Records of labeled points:
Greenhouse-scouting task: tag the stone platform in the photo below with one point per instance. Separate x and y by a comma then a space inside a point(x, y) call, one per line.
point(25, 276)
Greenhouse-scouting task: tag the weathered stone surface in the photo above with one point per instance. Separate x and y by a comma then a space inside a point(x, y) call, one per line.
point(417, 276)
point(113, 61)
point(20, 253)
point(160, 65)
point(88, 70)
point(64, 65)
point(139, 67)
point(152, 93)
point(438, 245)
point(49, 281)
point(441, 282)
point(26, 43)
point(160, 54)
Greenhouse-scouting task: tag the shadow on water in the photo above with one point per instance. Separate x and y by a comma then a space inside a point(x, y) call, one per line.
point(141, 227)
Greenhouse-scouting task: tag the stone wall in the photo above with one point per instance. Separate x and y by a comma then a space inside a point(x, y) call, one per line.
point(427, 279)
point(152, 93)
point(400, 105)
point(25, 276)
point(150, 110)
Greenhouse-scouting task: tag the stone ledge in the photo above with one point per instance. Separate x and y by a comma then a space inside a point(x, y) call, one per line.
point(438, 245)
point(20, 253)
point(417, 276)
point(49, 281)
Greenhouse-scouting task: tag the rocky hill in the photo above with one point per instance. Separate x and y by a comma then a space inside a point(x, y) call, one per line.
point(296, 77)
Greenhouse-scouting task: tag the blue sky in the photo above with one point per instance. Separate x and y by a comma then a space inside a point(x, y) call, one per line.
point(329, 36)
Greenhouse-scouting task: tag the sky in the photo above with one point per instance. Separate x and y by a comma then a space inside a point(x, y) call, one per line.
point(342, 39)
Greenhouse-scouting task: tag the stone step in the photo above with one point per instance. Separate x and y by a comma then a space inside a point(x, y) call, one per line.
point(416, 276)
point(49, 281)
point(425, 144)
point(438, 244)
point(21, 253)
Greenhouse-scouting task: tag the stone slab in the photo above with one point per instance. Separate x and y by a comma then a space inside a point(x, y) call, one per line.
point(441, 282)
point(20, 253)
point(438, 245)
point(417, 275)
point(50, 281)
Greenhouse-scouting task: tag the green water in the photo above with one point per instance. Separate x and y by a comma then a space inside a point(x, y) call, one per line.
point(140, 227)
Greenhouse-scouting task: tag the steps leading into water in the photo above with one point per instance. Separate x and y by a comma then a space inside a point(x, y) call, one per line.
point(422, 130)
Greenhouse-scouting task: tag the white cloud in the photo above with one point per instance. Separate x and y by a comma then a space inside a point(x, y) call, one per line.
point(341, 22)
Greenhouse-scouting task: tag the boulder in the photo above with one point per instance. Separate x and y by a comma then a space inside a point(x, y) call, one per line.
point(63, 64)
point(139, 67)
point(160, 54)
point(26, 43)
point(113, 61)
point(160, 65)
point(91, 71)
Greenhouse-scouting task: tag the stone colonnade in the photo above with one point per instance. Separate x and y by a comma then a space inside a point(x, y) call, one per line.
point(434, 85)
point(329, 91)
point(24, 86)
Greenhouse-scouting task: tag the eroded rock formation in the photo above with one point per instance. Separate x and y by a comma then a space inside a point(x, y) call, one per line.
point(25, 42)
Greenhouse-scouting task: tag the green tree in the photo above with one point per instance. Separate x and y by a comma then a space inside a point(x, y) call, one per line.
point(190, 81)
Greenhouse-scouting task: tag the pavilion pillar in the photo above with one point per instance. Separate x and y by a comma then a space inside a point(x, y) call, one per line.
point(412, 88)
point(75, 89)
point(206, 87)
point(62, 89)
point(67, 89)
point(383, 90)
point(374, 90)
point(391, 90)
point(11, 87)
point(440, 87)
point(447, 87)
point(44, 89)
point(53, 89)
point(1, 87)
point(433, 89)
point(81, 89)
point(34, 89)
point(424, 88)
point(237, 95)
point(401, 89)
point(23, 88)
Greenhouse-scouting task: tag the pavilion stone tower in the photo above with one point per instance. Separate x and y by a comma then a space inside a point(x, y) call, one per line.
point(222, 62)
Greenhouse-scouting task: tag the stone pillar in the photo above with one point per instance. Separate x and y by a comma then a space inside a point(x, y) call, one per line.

— WHAT IS ASKED —
Switch "tag" to "mark" in the material, starting with its first line and going on through the line with "point(150, 110)". Write out those lines again with everything else unchanged.

— WRITTEN RESPONSE —
Greenhouse-scouting task: mark the stone platform in the photo below with one point per instance. Separate x and y by a comma then a space inside a point(x, y) call, one per line.
point(25, 276)
Greenhouse-scouting task: mark the weathered stone surface in the photo above with one point per instance. Separate x and y by a comma then a space inside a point(x, y) call, one per line.
point(417, 276)
point(113, 61)
point(20, 253)
point(160, 65)
point(88, 70)
point(64, 65)
point(139, 67)
point(152, 93)
point(438, 245)
point(49, 281)
point(441, 282)
point(26, 43)
point(160, 54)
Greenhouse-scouting task: mark the shadow on water in the photo above with one point per instance. Separate x and y by a comma then a space inside a point(x, y) call, one per line.
point(141, 227)
Greenhouse-scouting task: mark the stone wall in the photo above with one point per instance. Separate x and y by a comma then a space inside a point(x, y) call, one per line.
point(427, 279)
point(152, 93)
point(400, 105)
point(25, 276)
point(150, 110)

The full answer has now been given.